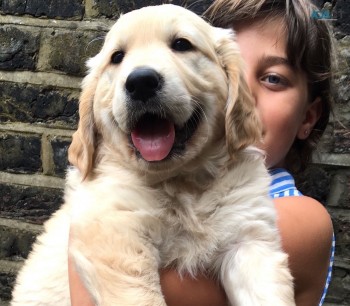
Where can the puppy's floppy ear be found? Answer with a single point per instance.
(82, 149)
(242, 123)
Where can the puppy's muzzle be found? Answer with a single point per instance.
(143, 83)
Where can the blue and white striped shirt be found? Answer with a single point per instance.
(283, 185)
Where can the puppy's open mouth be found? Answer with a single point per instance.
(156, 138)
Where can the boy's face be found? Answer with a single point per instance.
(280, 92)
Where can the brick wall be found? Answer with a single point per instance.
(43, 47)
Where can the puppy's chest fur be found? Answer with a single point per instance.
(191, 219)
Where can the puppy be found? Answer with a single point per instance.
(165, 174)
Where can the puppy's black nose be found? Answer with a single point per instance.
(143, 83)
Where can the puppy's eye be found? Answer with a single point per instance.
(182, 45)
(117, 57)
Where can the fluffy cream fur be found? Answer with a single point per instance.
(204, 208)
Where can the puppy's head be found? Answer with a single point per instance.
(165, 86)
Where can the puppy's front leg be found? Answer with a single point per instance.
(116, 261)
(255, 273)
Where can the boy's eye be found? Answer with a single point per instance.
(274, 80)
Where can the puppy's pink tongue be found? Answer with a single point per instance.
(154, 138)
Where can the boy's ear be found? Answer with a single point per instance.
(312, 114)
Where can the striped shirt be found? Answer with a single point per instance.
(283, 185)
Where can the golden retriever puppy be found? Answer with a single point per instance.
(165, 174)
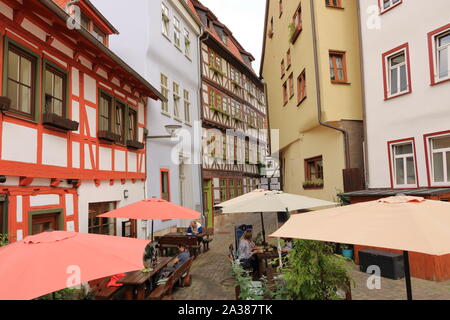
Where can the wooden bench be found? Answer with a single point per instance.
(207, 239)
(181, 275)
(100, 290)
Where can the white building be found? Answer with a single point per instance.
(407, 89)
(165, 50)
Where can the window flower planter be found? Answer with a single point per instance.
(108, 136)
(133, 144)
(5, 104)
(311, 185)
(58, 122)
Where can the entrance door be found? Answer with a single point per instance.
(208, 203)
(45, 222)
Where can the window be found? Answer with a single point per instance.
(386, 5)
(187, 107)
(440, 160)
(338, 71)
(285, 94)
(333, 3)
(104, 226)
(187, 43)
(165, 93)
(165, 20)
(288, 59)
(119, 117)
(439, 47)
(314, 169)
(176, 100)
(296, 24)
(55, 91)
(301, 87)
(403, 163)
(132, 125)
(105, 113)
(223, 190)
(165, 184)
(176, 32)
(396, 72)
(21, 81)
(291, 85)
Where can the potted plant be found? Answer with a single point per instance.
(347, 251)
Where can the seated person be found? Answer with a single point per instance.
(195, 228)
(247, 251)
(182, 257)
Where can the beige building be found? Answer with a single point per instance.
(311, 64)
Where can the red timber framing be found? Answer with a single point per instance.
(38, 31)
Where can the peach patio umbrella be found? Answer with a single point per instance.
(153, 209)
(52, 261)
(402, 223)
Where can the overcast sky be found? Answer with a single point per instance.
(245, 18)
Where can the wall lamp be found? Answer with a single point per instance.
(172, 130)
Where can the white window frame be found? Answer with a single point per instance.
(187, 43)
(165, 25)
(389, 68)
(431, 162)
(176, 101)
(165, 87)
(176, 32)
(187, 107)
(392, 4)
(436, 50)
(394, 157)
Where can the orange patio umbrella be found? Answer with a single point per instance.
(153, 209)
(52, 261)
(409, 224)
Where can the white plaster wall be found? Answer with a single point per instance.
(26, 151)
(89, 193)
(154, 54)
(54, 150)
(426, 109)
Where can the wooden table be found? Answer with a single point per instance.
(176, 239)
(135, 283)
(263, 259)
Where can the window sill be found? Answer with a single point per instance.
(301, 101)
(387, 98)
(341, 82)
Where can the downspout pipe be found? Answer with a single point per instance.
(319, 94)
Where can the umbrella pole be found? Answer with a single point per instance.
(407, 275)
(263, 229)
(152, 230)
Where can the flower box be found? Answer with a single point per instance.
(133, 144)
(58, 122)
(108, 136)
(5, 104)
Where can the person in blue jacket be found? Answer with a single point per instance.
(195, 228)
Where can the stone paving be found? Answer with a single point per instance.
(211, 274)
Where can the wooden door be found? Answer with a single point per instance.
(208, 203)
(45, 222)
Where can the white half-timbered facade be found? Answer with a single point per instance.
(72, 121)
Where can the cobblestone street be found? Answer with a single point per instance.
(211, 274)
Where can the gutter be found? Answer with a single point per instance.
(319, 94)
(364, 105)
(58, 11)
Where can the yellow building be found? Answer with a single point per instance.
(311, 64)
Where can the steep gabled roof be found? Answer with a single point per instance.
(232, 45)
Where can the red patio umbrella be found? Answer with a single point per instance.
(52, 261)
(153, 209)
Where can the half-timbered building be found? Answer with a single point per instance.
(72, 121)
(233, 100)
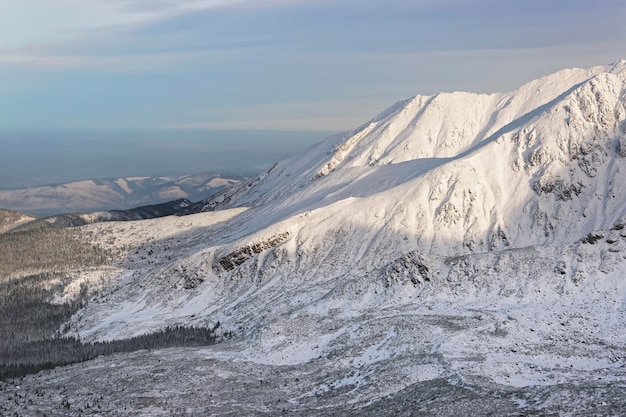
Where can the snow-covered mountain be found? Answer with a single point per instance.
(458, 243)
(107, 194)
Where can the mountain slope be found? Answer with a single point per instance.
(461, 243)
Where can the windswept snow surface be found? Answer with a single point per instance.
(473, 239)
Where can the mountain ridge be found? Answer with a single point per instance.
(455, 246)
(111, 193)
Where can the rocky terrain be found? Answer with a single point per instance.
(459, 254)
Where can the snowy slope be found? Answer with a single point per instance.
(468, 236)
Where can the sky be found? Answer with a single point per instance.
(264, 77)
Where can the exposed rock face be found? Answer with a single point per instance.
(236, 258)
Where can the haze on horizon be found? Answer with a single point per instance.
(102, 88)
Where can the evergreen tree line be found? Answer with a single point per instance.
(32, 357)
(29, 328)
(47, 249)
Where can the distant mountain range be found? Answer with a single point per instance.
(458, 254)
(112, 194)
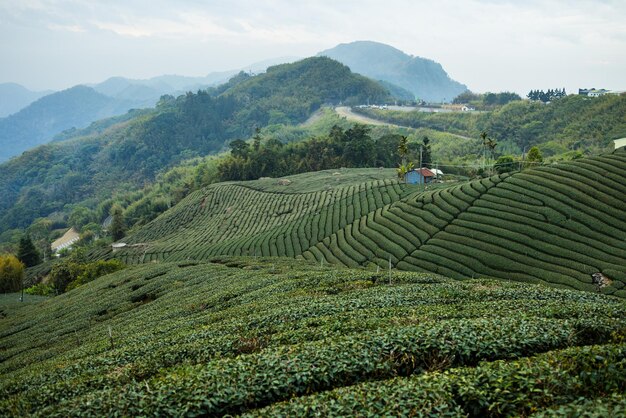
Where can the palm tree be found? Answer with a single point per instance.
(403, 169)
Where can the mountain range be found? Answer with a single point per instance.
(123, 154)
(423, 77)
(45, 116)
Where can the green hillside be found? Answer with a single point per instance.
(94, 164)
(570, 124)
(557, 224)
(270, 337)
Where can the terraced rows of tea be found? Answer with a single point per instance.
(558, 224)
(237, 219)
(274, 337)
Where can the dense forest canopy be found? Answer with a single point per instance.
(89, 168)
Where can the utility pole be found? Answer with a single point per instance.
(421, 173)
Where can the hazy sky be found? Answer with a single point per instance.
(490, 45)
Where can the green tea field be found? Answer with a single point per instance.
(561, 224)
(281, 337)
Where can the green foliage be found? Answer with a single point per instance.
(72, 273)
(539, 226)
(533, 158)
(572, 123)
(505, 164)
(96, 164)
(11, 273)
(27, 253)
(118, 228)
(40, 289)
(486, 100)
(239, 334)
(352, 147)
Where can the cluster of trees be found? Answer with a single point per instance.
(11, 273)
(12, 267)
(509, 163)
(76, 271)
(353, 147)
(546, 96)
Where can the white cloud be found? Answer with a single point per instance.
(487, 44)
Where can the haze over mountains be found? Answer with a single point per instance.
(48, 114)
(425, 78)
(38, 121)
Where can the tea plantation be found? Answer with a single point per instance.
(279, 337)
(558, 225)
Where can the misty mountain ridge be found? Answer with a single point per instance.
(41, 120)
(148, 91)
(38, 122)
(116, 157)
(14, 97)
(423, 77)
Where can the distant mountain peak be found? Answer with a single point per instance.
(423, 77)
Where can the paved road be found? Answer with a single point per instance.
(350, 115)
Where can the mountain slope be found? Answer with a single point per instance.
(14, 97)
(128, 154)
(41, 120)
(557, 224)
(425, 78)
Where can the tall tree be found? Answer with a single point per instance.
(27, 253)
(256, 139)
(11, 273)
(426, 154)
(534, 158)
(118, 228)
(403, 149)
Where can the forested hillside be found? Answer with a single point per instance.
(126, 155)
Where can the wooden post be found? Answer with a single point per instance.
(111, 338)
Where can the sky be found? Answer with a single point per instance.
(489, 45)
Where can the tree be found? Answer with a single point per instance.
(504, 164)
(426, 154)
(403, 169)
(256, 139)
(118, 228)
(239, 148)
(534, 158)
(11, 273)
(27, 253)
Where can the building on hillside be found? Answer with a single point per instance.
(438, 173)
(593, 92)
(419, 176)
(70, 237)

= = = =

Exactly reproduce the entries above, minus the pictures.

_Answer for the task:_
Where can the puppy's floppy ear be found? Answer with a single point per instance.
(82, 149)
(242, 123)
Where can the puppy's muzzle be found? Answer with a single point per instance.
(143, 83)
Where can the blue and white striped shirt be found? Answer with a single point per instance.
(283, 185)
Where can the puppy's open mouth be found? Answer with a single point per instance.
(156, 138)
Where can the boy's face be found? Answer with a single point per instance.
(280, 92)
Where can the brick wall be found? Answer with a single point per instance.
(43, 47)
Where can the puppy's chest fur be found? Answer with a single point per instance.
(191, 219)
Where can the puppy be found? Answer with a single point per instance.
(165, 174)
Where can the puppy's black nose be found? Answer with a single point per instance.
(143, 83)
Where can the puppy's eye be found? Answer with a single point per instance.
(182, 45)
(117, 57)
Where can the fluffy cream fur be found? Answer with a single point per instance.
(204, 208)
Where can the puppy's head be found? Answer with a single point per instance.
(165, 86)
Where can the puppy's front leg be found? Answer with a single point per instance.
(116, 261)
(255, 273)
Where can the boy's eye be found? Answer with a single point per instance.
(274, 80)
Where can the puppy's pink tongue be found? Answer with a single point per instance.
(154, 138)
Where can the boy's ear be found? Answer with a single point per instance.
(312, 114)
Where can the striped shirt be found? Answer with a single point per instance.
(283, 185)
Where can the golden retriever puppy be found? Answer with a single point per instance.
(165, 174)
Where can the wooden bench be found? Answer with a single point per instance.
(207, 239)
(181, 275)
(100, 290)
Where can the white building be found? Answer with a single point per instance.
(407, 89)
(165, 50)
Where can the window flower planter be found? Answer with a single point per instance.
(108, 136)
(133, 144)
(5, 104)
(311, 185)
(58, 122)
Where can the entrance door be found? Answer with a single point per instance.
(208, 203)
(45, 222)
Where can the window be found? Answer with a single point per instance.
(386, 5)
(187, 107)
(440, 160)
(338, 71)
(285, 94)
(333, 3)
(104, 226)
(187, 43)
(165, 93)
(165, 20)
(288, 59)
(119, 117)
(439, 47)
(314, 169)
(176, 100)
(296, 24)
(55, 91)
(301, 87)
(403, 163)
(132, 125)
(105, 113)
(223, 190)
(165, 184)
(176, 32)
(396, 72)
(21, 81)
(291, 85)
Where can the potted plant be found? Answer with a single point per instance.
(347, 251)
Where can the seated person be found? Answer with a single point per instance.
(195, 228)
(247, 251)
(182, 257)
Where can the beige building be found? Answer with a single point per instance.
(311, 64)
Where can the red timber framing be found? Answer with a single point per instance.
(38, 31)
Where can the peach patio umbrella be found? Answer with a single point per instance.
(153, 209)
(52, 261)
(402, 223)
Where can the overcast sky be found? Answer with a single point per instance.
(245, 18)
Where can the wall lamp be found? Answer with a single point per instance.
(172, 130)
Where can the white window frame be found? Answer with a single point per instance.
(187, 43)
(165, 25)
(389, 68)
(431, 162)
(176, 101)
(165, 87)
(176, 32)
(187, 107)
(392, 4)
(436, 50)
(394, 157)
Where can the orange patio umbrella be found? Answer with a single point per instance.
(153, 209)
(52, 261)
(409, 224)
Where can the white plaster wall be found? Answer with a single point per instance.
(26, 151)
(89, 193)
(154, 54)
(54, 150)
(426, 109)
Where can the wooden table be found? Answer with a single point per instance.
(176, 239)
(135, 283)
(263, 259)
Where can the window sill be found? Answer with a single point per instance.
(301, 101)
(387, 98)
(341, 82)
Where can the downspout pipe be found? Answer with a single point per instance.
(319, 94)
Where can the umbrella pole be found? Answer with a single point per instance.
(407, 275)
(263, 229)
(152, 230)
Where can the flower box be found? Answer with a single point per instance.
(133, 144)
(58, 122)
(108, 136)
(5, 104)
Where can the person in blue jacket be found? Answer with a single point per instance.
(195, 228)
Where can the stone paving be found? Answer with a single point per instance.
(211, 274)
Where can the wooden door be found? Answer with a single point per instance.
(208, 203)
(45, 222)
Where can the white half-timbered facade be found? Answer with a single point per instance.
(72, 121)
Where can the cobblestone street be found? Answer with a single point per instance.
(211, 274)
Where can the gutter be found? Answer with a single point per instance.
(319, 94)
(364, 105)
(58, 11)
Where can the yellow building be found? Answer with a single point per instance.
(311, 64)
Where can the steep gabled roof be found? Answer with a single point per instance.
(232, 45)
Where can the red patio umbrella be found? Answer with a single point per instance.
(52, 261)
(153, 209)
Where can the half-timbered building be found? Answer with a single point per instance.
(72, 121)
(233, 100)
Where can the snow-covered mountain be found? Answer with a single point per instance.
(458, 243)
(107, 194)
Where can the mountain slope be found? Answer with a single point per instance.
(461, 243)
Where can the windswept snow surface be found? Answer with a single point per instance.
(473, 239)
Where can the mountain ridge be found? Answer with a single point per instance.
(455, 246)
(111, 193)
Where can the rocky terrain be found? Answer with a single point per instance.
(459, 254)
Where can the snowy slope be found? Answer with a single point per instance.
(468, 236)
Where can the sky be found? Answer with a single point per instance.
(264, 77)
Where can the exposed rock face be found? Answer with a single point per instance.
(236, 258)
Where can the haze on horizon be found? Answer with a single point per instance.
(102, 88)
Where can the evergreen tree line be found? Answer with a single point per instance.
(32, 357)
(29, 328)
(47, 249)
Where can the distant mountain range be found? Answer with a single point per instance.
(458, 254)
(112, 194)
Where can the palm tree be found? Answer with a single point per instance.
(403, 169)
Where can the mountain range be found? Answer with a single point per instance.
(123, 154)
(423, 77)
(45, 116)
Where can the green hillside be found? Answer with a single point per instance.
(94, 164)
(570, 124)
(557, 224)
(270, 337)
Where can the terraced rows of tea be found? Answer with a single point per instance.
(558, 224)
(237, 219)
(274, 337)
Where can the dense forest canopy be found? Answer with a single point per instance.
(89, 168)
Where can the utility pole be found? Answer with a single point per instance.
(421, 173)
Where can the hazy sky be found? Answer with a single point per instance.
(490, 45)
Where can the green tea field be found? Answer with a single point per instance.
(561, 224)
(281, 337)
Where can the green foliage be found? Answer with a single point per instance.
(72, 273)
(539, 226)
(533, 158)
(572, 123)
(505, 164)
(96, 164)
(11, 273)
(27, 253)
(118, 228)
(40, 289)
(486, 100)
(239, 334)
(352, 147)
Where can the cluster of trees be found? Answer with a single point per instance.
(11, 273)
(12, 267)
(509, 163)
(76, 271)
(353, 147)
(546, 96)
Where can the white cloud be found? Answer with a single point per instance.
(487, 44)
Where can the haze over mountains be found? Answer with a single point per instance.
(48, 114)
(425, 78)
(38, 121)
Where can the tea plantation be found? Answer with a single point per instance.
(279, 337)
(558, 225)
Where can the misty mountain ridge be found? Answer with a single point per instance.
(41, 120)
(148, 91)
(38, 122)
(116, 157)
(14, 97)
(423, 77)
Where can the distant mountain peak be found? Answer with a single point per instance.
(423, 77)
Where can the paved road be found? Answer with a single point per instance.
(350, 115)
Where can the mountain slope be found? Answer with a single point per instance.
(14, 97)
(128, 154)
(41, 120)
(557, 224)
(425, 78)
Where can the tall tree be found? Answer with a single point per instance.
(27, 253)
(256, 139)
(11, 273)
(426, 154)
(534, 158)
(118, 228)
(403, 149)
Where can the forested hillside be found? Answer with a single point per instance.
(126, 155)
Where can the wooden post be found? Answer with a single point per instance.
(111, 338)
Where can the sky be found? Answer with a single point per instance.
(489, 45)
Where can the tree be found? Answer with a single point per instance.
(504, 164)
(426, 154)
(403, 169)
(256, 139)
(118, 228)
(239, 148)
(534, 158)
(11, 273)
(27, 253)
Where can the building on hillside be found? Answer with a single point per instance.
(438, 173)
(593, 92)
(419, 176)
(70, 237)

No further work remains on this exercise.